REQUEST A: According to the election post, which two groups of voters is the party winning so resoundingly that it builds a permanent advantage?

TEXT BLOCK:

TonyAngelo wrote his “brain dump”, so I guess I can dump my brain too.
Maybe that didn’t come out as I intended. Anyway, I’m not going to try to connect everything into some grand theory of everything, but I’ll share what I’m thinking, what I’ve noticed that I think is worth noticing, but I’m not going to go into too much detail. Some of these don’t have more than a paragraph worth saying, and some need posts all their own. I certainly don’t have the time to write them all, so anyone else, feel free to take off on something, elaborate or disagree as you see fit.
We’ve had a year of doom and gloom before election day, and a lousy election day. Much of what follows will only add to that, so I’m going to start out with something positive. Otherwise, these might be in no particular order
Demographic trends remain in our favor
New voters have leaned Democratic for several elections now, and leaned heavily for three at least (not sure about 2004). People who vote for the same party their first several elections tend to habitually vote for the party thereafter, so winning immigrant and young voters so resoundingly is building a permanent advantage. We’re doing well among groups increasing a portion of the population, while Republicans seem to be banking on appealing to bigotry. Long term, I’d rather have our problems than theirs.

REQUEST B: Give the records from the line containing "I'd appreciate it if you could detect the dirt shown" through the line containing "[140,59,280,75]", inclusive, as a two-column CSV with the columns request and answer. Write one row per request, with its text and its answer each in one quoted field and line breaks turned into spaces.

DATA EXCERPTS:
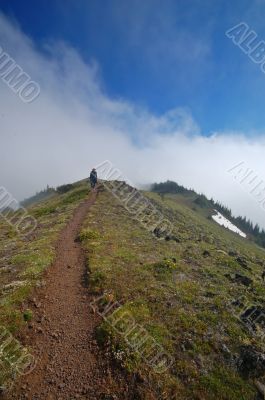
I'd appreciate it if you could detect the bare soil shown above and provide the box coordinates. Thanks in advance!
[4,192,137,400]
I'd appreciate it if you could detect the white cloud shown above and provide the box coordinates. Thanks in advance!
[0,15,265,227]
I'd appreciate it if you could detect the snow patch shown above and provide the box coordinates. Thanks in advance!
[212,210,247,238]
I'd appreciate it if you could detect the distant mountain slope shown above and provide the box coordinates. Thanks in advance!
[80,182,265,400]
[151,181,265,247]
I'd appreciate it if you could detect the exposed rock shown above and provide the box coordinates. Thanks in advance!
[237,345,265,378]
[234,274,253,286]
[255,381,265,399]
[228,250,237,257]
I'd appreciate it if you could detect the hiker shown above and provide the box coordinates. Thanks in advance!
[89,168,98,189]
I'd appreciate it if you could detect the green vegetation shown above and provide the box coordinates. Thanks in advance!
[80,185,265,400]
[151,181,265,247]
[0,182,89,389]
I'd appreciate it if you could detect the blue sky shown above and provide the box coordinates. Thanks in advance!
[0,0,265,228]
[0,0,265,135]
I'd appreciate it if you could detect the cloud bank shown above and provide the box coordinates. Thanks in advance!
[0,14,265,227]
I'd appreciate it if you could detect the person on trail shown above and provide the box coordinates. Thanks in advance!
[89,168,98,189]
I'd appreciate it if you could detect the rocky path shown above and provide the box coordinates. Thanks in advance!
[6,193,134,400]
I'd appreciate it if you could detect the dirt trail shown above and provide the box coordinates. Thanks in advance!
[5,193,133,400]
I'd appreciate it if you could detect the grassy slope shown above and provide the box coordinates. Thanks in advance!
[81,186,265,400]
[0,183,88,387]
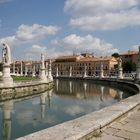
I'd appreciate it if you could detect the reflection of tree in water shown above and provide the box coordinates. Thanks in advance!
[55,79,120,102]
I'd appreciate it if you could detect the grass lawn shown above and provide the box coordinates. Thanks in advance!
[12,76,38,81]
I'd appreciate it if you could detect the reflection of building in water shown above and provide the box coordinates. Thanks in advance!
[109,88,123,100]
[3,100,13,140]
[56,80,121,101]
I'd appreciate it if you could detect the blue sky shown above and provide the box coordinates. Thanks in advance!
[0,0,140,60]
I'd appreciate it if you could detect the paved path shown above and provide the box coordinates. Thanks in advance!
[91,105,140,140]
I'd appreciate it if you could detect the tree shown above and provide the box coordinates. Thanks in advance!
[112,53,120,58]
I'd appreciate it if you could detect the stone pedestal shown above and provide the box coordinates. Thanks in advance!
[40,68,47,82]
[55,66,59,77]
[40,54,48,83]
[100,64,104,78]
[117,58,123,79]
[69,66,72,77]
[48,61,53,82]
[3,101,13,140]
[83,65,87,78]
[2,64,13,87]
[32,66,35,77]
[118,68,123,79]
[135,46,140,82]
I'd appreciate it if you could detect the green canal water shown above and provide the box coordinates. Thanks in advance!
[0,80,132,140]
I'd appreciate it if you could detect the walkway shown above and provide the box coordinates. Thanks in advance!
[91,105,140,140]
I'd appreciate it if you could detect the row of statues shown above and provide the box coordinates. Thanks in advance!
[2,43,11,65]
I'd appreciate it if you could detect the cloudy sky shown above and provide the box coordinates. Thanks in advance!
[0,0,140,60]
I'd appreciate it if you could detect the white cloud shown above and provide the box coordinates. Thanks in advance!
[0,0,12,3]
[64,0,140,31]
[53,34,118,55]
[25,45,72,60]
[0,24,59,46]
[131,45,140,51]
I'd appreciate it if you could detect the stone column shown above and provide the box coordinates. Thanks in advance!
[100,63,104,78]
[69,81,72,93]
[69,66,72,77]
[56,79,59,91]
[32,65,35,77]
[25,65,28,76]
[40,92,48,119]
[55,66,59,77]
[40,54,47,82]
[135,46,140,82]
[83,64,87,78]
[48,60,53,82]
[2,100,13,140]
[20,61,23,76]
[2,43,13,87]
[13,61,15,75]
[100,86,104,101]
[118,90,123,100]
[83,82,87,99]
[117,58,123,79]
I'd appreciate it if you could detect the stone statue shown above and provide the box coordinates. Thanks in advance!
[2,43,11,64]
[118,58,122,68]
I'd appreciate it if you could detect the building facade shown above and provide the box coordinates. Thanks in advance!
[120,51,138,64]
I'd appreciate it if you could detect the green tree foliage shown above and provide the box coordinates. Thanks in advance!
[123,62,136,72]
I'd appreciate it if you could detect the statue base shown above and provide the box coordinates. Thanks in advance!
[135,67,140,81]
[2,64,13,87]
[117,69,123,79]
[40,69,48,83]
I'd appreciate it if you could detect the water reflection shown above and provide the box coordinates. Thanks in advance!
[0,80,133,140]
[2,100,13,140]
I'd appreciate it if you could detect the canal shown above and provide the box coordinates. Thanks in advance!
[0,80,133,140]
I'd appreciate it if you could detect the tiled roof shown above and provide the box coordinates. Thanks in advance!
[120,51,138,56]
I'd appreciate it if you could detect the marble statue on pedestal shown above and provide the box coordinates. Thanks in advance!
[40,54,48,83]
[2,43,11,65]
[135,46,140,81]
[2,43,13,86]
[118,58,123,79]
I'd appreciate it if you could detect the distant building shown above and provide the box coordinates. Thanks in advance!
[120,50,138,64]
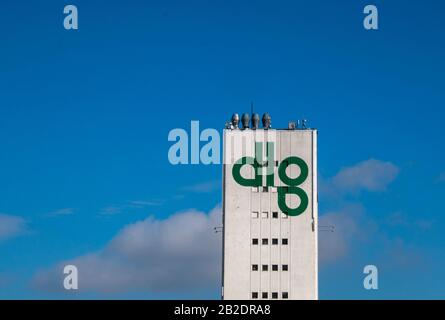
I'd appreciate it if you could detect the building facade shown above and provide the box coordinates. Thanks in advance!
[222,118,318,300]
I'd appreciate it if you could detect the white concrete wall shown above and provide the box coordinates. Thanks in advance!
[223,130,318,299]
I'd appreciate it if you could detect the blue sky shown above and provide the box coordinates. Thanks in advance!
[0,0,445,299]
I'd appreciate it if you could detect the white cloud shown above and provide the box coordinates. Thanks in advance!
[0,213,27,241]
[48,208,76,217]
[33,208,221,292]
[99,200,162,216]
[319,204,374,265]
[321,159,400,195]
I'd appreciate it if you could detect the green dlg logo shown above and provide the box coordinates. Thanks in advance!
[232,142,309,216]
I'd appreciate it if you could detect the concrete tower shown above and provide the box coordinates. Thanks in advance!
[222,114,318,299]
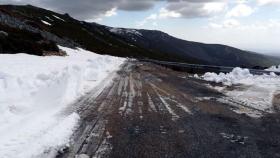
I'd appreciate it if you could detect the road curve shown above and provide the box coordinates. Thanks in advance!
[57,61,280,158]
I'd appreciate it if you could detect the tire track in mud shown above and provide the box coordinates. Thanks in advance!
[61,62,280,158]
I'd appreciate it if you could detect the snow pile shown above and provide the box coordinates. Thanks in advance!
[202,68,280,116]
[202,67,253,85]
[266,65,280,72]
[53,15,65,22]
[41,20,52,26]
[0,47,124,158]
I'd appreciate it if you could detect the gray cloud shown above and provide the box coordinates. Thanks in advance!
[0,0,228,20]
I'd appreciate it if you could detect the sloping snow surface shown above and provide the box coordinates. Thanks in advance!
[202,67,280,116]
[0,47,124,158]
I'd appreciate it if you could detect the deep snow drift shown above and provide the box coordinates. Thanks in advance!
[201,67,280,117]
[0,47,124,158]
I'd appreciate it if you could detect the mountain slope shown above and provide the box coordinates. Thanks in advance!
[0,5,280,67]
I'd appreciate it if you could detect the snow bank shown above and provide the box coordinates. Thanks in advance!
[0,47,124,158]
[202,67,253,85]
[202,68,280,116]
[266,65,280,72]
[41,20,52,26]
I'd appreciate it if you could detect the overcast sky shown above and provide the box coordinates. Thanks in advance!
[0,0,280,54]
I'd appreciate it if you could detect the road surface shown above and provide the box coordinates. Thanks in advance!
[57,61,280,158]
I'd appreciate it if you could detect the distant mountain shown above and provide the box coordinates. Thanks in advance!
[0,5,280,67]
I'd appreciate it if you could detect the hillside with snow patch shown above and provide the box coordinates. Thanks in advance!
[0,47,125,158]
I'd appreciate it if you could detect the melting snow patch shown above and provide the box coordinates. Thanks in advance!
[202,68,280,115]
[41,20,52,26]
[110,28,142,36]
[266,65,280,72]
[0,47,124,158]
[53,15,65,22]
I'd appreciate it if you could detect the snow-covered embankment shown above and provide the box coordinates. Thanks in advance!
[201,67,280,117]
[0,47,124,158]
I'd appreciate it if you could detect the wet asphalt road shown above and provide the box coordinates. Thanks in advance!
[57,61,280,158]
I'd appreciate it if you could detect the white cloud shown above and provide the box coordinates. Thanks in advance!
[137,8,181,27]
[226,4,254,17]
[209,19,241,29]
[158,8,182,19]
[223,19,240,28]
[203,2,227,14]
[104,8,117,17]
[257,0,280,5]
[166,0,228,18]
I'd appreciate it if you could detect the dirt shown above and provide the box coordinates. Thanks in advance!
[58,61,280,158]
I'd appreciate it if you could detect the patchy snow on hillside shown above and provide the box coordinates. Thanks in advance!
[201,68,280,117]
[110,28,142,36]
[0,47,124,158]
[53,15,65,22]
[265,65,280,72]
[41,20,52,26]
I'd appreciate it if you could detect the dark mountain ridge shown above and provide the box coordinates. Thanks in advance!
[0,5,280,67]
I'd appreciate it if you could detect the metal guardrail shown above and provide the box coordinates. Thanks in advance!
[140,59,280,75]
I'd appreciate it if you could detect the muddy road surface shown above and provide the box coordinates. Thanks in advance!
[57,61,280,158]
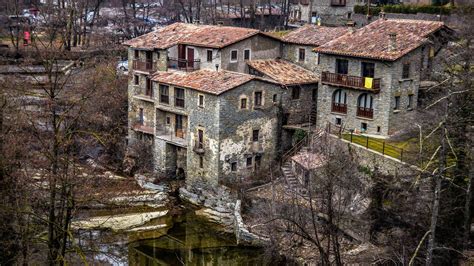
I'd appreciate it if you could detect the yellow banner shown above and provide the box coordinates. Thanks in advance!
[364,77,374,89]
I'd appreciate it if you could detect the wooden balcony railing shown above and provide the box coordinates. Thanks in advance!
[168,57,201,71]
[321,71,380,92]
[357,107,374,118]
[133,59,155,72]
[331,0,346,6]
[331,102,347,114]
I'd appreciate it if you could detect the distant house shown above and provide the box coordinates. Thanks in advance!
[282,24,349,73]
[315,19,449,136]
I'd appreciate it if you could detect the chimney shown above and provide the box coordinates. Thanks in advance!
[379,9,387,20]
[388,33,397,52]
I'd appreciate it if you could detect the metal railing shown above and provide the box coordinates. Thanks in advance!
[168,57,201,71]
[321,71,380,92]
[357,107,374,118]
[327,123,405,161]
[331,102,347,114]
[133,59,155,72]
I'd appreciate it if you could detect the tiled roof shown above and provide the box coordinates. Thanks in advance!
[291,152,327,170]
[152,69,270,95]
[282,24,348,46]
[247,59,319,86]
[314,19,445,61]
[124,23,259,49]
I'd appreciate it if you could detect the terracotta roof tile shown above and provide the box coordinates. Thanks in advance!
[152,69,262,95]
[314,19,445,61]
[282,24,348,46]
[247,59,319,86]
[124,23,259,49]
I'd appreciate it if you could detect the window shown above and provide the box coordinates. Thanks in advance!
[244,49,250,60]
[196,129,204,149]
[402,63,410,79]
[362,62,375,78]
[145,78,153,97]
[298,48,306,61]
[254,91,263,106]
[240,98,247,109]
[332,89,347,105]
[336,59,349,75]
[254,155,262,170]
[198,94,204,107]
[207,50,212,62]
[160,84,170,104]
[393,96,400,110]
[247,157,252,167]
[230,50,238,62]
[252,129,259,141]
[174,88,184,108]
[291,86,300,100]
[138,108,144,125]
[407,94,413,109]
--
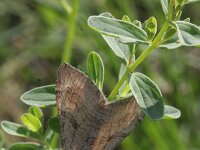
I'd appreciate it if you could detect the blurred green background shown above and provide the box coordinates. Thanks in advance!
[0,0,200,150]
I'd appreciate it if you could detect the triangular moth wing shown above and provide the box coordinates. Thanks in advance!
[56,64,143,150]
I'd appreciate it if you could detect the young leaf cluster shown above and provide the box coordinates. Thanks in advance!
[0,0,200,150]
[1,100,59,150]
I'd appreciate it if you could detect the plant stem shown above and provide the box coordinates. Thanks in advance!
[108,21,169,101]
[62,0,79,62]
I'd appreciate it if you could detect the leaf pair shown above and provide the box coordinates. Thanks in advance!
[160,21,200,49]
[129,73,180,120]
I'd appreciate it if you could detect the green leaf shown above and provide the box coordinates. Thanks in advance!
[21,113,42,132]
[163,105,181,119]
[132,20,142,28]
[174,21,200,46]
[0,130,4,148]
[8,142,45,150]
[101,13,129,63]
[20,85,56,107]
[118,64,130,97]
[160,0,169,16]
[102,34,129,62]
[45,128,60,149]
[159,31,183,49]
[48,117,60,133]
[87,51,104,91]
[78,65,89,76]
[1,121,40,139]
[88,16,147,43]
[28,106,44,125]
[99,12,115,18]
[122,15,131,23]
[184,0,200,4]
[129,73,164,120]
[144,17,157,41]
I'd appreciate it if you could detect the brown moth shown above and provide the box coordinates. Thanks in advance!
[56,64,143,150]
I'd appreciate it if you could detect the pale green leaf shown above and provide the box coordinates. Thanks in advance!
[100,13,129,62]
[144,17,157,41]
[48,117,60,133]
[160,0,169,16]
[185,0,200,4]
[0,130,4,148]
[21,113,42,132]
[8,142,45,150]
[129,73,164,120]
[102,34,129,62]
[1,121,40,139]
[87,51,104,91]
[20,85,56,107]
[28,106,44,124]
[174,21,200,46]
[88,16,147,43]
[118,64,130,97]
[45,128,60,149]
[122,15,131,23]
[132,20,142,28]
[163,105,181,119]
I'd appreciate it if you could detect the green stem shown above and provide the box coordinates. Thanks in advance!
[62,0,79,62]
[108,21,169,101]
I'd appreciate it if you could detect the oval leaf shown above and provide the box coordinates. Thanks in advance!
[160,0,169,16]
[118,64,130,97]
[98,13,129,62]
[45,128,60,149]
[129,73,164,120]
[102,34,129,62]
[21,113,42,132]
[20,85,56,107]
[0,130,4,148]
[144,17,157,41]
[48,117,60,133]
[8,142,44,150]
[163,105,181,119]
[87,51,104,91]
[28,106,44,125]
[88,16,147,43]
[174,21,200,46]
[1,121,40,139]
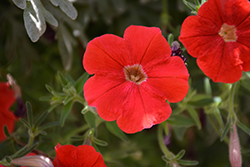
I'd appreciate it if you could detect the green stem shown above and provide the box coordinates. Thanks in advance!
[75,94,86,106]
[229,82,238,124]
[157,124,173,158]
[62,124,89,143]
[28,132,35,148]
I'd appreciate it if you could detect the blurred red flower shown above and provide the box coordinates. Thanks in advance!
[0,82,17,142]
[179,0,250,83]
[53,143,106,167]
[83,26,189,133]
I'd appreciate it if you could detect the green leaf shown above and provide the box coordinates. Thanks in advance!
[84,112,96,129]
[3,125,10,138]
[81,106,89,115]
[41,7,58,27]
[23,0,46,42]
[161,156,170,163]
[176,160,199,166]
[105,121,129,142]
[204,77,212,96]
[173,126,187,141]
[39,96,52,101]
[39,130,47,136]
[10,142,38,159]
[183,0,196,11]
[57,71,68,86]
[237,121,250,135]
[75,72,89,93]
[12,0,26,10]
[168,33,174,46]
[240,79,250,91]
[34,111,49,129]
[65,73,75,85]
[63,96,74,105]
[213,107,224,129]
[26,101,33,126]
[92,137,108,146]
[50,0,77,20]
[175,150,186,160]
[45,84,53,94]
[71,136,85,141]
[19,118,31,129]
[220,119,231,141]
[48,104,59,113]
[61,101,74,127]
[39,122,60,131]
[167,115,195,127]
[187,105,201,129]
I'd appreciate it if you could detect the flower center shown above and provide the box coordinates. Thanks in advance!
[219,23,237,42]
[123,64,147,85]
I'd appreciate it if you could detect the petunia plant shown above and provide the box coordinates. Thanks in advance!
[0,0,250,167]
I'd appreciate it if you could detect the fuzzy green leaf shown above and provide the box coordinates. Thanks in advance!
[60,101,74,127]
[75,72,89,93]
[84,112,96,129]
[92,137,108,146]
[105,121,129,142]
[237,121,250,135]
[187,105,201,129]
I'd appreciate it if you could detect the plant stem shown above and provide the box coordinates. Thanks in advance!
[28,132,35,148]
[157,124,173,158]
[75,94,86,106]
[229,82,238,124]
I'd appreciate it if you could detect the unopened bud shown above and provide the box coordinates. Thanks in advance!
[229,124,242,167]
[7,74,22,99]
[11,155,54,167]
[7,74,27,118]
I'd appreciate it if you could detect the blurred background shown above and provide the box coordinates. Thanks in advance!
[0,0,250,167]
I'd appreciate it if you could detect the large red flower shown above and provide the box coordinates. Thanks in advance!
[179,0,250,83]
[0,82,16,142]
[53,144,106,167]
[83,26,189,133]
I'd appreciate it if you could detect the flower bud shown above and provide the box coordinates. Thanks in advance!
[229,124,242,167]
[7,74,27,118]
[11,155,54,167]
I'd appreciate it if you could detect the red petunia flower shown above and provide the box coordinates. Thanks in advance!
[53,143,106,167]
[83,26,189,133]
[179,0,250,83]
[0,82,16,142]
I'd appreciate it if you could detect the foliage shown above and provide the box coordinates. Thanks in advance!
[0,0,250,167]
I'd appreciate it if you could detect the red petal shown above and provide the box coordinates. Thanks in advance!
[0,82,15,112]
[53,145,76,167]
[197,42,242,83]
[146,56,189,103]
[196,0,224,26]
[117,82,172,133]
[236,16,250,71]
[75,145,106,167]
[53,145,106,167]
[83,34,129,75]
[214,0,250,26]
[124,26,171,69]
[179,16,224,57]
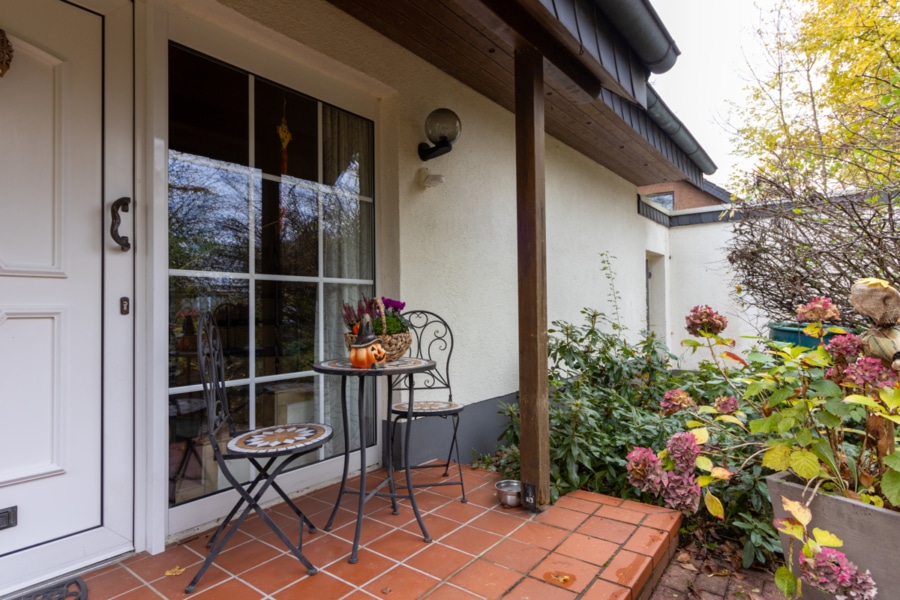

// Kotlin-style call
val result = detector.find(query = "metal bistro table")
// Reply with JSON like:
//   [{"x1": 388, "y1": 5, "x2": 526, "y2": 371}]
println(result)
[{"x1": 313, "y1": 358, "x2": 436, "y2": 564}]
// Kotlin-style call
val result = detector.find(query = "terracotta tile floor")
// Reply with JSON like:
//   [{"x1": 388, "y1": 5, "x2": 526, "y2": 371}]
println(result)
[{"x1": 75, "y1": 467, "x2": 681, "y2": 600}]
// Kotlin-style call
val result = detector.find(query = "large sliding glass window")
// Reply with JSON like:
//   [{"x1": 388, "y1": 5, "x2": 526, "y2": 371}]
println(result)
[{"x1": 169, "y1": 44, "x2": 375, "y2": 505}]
==
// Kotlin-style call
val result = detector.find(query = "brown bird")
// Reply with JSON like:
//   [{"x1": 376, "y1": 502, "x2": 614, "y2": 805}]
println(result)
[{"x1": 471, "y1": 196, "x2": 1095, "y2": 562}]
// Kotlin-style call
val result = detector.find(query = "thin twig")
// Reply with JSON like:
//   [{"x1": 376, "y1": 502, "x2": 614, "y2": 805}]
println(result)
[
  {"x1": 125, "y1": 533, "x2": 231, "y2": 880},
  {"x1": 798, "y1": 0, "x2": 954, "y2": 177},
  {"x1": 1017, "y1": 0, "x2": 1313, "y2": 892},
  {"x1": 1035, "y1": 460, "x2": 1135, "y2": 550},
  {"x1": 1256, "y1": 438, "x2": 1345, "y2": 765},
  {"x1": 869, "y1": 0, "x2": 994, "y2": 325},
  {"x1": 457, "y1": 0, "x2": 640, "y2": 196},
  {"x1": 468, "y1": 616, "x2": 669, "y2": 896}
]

WRITTEN SOLUTION A: Immigrant and young voters.

WRITTEN SOLUTION B:
request,answer
"I'd appreciate it if you could detect the dirt shown above and provide the box coordinates. Thanks in advance!","[58,61,280,158]"
"I'd appreciate it if you could detect the patchy snow on hillside shown above and provide the box coordinates. Thanks in advance!","[201,68,280,117] [110,28,142,36] [0,47,124,158] [53,15,65,22] [265,65,280,72] [41,20,52,26]"
"I'd appreciate it if you could detect the dark mountain ridge shown above and provide the box coordinates. Thanks in advance!","[0,5,280,67]"
"I'd appreciate it if you could detect the metal guardrail shown above and provide the box coordinates. Thanks in advance!","[140,59,280,75]"